▶ [提示文]:
* * * * * * *
マッピングを理解するためのストレージ プロジェクト階層のドリルダウン

Twitter の BigQuery 内のプロジェクト命名法は、2 つのデータセット タイプを明確に識別することで、それぞれのデータセットを 1 対 1 でマッピングできるようになっています。この 2 つのタイプには、「ユーザー」と「ログ」があります。

  • ユーザータイプには、ユーザーが作成したデータセットが含まれており、ユーザーはさらに人間と人間以外(サービス アカウント)に分けられています。

  • ログ データセットとは、クライアント アプリケーション、トラフィック フロントエンド、その他の Twitter アプリケーションによって生成されるさまざまな種類のイベントログです。

上の図では、1 つ目のユーザー プロジェクト twitter-tweets-bq-project は人間以外のユーザーのデータセットであり、「tweets」が識別子です。2 つ目のプロジェクト twitter-<ldap>-bq-project により、データを生成する Twitter の社員が特定されます。3 つ目のプロジェクト twitter-logs-bq-project には、ログ ストレージ プロジェクトに保管されているログ データセットを指すビューが含まれています(この図には示されていません)。ビューをまとめたこの一覧表により、イベントログを簡単に見つけることができます。

マッピングは実際のデータセットでどのように機能するのでしょうか?たとえば次のようになります。tweets.raw_data と仮に名付けたオンプレミスのデータセットを twitter-tweets-bq-project ストレージ プロジェクトにマッピングします。ここでは、「tweets」が人間以外のユーザー(LDAP サービス アカウント)とします。データセットは常にユーザーであり、自動的に生成されます。Twitter のオンプレミス HDFS データセットが BigQuery データセットの同じ名前のテーブルに読み込まれます。こうして、twitter-tweets-bq-project.user.raw_data が BigQuery で利用できるようになります。これは、データセットの所有者が人間であろうと人間以外であろうと同様です。ログの場合、関連するログ データセットは名前に基づいて同じストレージ プロジェクトに配置されます。その後、twitter-logs-bq-project に自動的にビューが生成され、該当のログ データセットを簡単に見つけてアクセスできるようになります。
* * * * * * *
▶ [行一覧]:
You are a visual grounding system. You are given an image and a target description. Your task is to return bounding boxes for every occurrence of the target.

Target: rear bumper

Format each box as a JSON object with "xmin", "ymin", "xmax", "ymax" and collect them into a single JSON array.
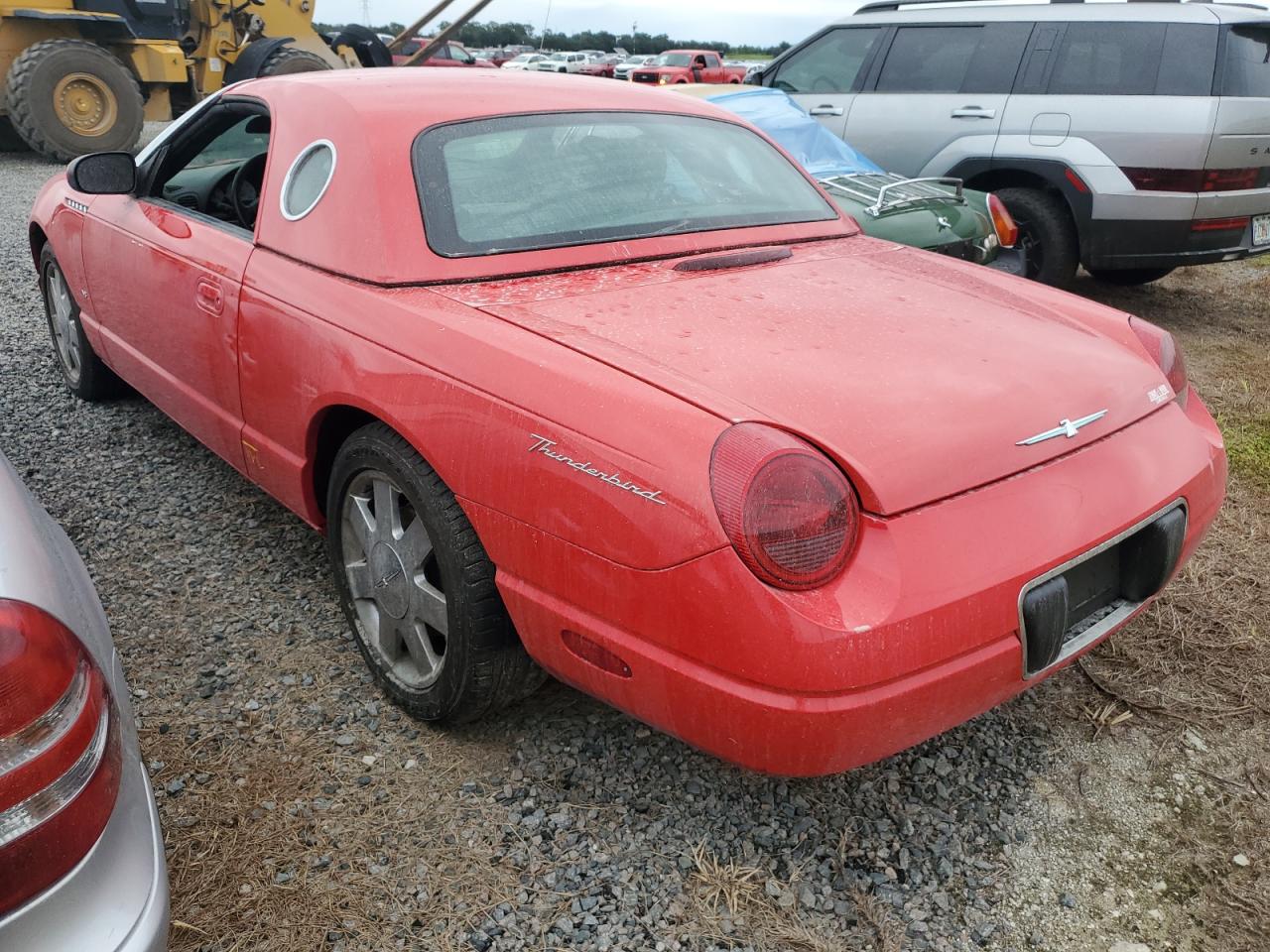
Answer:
[
  {"xmin": 1082, "ymin": 216, "xmax": 1270, "ymax": 269},
  {"xmin": 0, "ymin": 743, "xmax": 168, "ymax": 952},
  {"xmin": 464, "ymin": 393, "xmax": 1225, "ymax": 775}
]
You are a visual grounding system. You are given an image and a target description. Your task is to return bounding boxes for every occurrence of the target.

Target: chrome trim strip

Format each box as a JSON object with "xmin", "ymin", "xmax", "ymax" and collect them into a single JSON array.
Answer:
* * * * * * *
▶ [目標]:
[a] 上に並ぶ画像ラベル付けの行を、指示文も含めてすべて書き直してください。その際、解答中のバウンディングボックス座標にはそれぞれ 1.05 を掛けて四捨五入で整数にし、画像は出力から除いてください。
[b] Twitter の BigQuery プロジェクト階層についての文章を、最後の文の続きから書き進めてください。

▶ [演習解答]:
[a]
You are a visual grounding system. You are given an image and a target description. Your task is to return bounding boxes for every occurrence of the target.

Target: rear bumper

Format each box as a JSON object with "xmin", "ymin", "xmax", "ymax" and collect them into a single JSON array.
Answer:
[
  {"xmin": 1136, "ymin": 227, "xmax": 1334, "ymax": 282},
  {"xmin": 0, "ymin": 780, "xmax": 176, "ymax": 1000},
  {"xmin": 487, "ymin": 413, "xmax": 1286, "ymax": 814}
]
You are a visual grounding system. You are given an image and a target description. Your task is to return bounding boxes for every occurrence of the target.

Target: chrome trim strip

Format each box as a JSON object with "xmin", "ymin", "xmax", "ymax" and collect them into a single JSON array.
Answer:

[b]
このマッピング フローは一度実行したら終わりというものではありません。プロジェクトとそれに対応するデータセットのライフサイクル(作成、変更、更新、削除)を継続的に管理する必要があります。そのため Twitter は、自動プロビジョニング用オープンソース システムである Terraform を含む一連のサービスを活用しています。

コンピューティング プロジェクトの自動プロビジョニングは、これらのプロジェクトを作成するプロセスとは異なります。

コンピューティング プロジェクト作成と ID 管理は裏方にお任せ

Twitter は、BigQuery のコンピューティング プロジェクトにセルフサービス型のアプローチを採用しています。内部システムを使用することで、ユーザーは UI から直接プロジェクトを作成できます。社員たちは最小限の労力でジョブを実行し、データにアクセスして分析し、ML モデルを作成できます。これが分析情報の迅速な取得と生産性の向上につながっていきます。ユーザーが内部 UI からプロジェクト名とプロジェクトの特徴を選択して送信をクリックすると、バックエンドでアクションがトリガーされます。

最初に、そのプロジェクトに対応するオンプレミスの LDAP グループと Google グループがシステムによって自動的に 1 つずつ作成され、相互更新でリンクされます。このリンクされたグループが自動的にプロジェクトの所有グループとなり、このプロジェクトにアクセスしたい人は誰でもそのグループからリクエストできます。Google Cloud 管理サービス システムにより、すべてがバインディングされ、プロジェクトがプロビジョニングされます。また、Google Cloud への API 呼び出しも行われ、Twitter のセキュリティ管理および基準に基づいてクラウド リソースが構成されます。

BigQuery コンピューティング プロジェクトの Identity and Access Management(IAM)は、認証(Authentication)、承認(Authorizaton)、監査(Auditing)の AAA 原則に従っています。Twitter 社員が BigQuery のデータにアクセスする場合、自身のユーザー アカウントを使用してログインできます。システムによりすべてのサービス アカウントに対するキーが自動的に定期発行され、対応するユーザーの認証に使用できます。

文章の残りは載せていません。